__THE TASK__.
Each entry is to be output precisely as it appears.

#### RECORDED INFORMATION

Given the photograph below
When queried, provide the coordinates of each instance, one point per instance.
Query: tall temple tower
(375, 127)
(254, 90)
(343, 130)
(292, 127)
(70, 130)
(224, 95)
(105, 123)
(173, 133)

########

__ANSWER FOR THIS EXERCISE__.
Given the photograph below
When queried, provide the coordinates of each instance, one point per instance.
Query: tall temple tower
(375, 127)
(254, 90)
(343, 130)
(292, 127)
(70, 130)
(224, 95)
(105, 123)
(173, 133)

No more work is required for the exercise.